> **SHORT PROBLEM 1**: In the entries, replace "green grass" with "lawn" in everything from the line containing "of the green" down to the end of the entries. Leave all else unchanged.

> **PASSAGE GIVEN**:
-- -- --
December 28, 2008 11:54:11 pm
Crises are good, provided, as my learned colleague Arun Shourie argues with compelling logic, we do not waste them. They are good for individuals and they are good for a nation. Nothing teaches us more useful lessons than an adversity.
Of the many crises that India faced in 2008, two—economic recession and terrorism—will continue to cause intense pain in 2009. There is nothing new about cross-border terrorism, India having been a victim of it for the past nearly three decades. Nevertheless, it visited us with extraordinary ferocity in 2008 and the last of the terrorist strikes, the 26/11 bloodbath in Mumbai, has both angered and—let’s face it—unnerved the nation in a manner seldom experienced before. War clouds are gathering in the sky and not many can claim to know if they will disappear. I am of course referring to a conventional war. The unconventional war in the form of the Pak-sponsored terrorism has been going on incessantly. Question is: how should India respond?
If the UPA Government responds appropriately that is, as Good ought to respond to Evil, it can count on the nation’s united support. With parliamentary elections only a few months away, one hopes that the Congress leadership will not let electoral considerations colour its decision. It has already exhibited its vulnerability to vacillation, induced by votebank politics, in the noxious Antulay affair. Let it be clearly understood that only a strong and unwaveringly principled approach, in which the interests of the nation are placed firmly above the interests of the party, can guarantee united and ensuring support from the people of India.
-- -- --
> **INFORMATION GIVEN**:
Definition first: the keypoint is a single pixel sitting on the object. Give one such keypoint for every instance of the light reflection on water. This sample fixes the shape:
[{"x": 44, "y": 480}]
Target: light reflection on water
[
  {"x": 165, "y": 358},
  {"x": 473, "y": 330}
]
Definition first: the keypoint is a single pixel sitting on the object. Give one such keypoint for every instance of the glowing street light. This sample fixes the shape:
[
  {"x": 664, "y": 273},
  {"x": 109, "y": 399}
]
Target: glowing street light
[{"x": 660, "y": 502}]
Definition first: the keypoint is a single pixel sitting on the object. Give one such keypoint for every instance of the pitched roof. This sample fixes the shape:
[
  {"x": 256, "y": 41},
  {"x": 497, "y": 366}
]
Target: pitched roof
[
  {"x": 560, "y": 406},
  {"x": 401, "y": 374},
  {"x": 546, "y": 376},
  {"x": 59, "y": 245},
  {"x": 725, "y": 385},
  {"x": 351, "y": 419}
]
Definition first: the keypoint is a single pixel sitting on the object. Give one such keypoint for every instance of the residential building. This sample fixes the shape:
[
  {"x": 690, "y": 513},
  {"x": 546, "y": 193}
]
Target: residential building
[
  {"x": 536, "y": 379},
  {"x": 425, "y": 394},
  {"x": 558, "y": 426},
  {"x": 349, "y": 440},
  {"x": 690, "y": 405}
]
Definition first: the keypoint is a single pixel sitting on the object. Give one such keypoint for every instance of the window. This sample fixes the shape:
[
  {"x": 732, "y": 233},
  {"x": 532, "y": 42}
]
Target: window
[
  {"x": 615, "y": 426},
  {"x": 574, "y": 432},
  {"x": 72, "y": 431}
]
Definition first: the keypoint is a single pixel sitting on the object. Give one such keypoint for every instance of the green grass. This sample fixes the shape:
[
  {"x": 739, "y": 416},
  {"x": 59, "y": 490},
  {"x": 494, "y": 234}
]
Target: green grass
-- -- --
> **SHORT PROBLEM 2**: In the commentary on India's 2008 crises, why are crises described as good for individuals and for a nation?

> **EXERCISE RESULT 1**:
Definition first: the keypoint is a single pixel sitting on the object. Give one such keypoint for every instance of the lawn. This sample fixes the shape:
[
  {"x": 739, "y": 416},
  {"x": 59, "y": 490},
  {"x": 494, "y": 234}
]
Target: lawn

> **EXERCISE RESULT 2**: Crises are good because nothing teaches more useful lessons than adversity. This holds only if the crises are not wasted.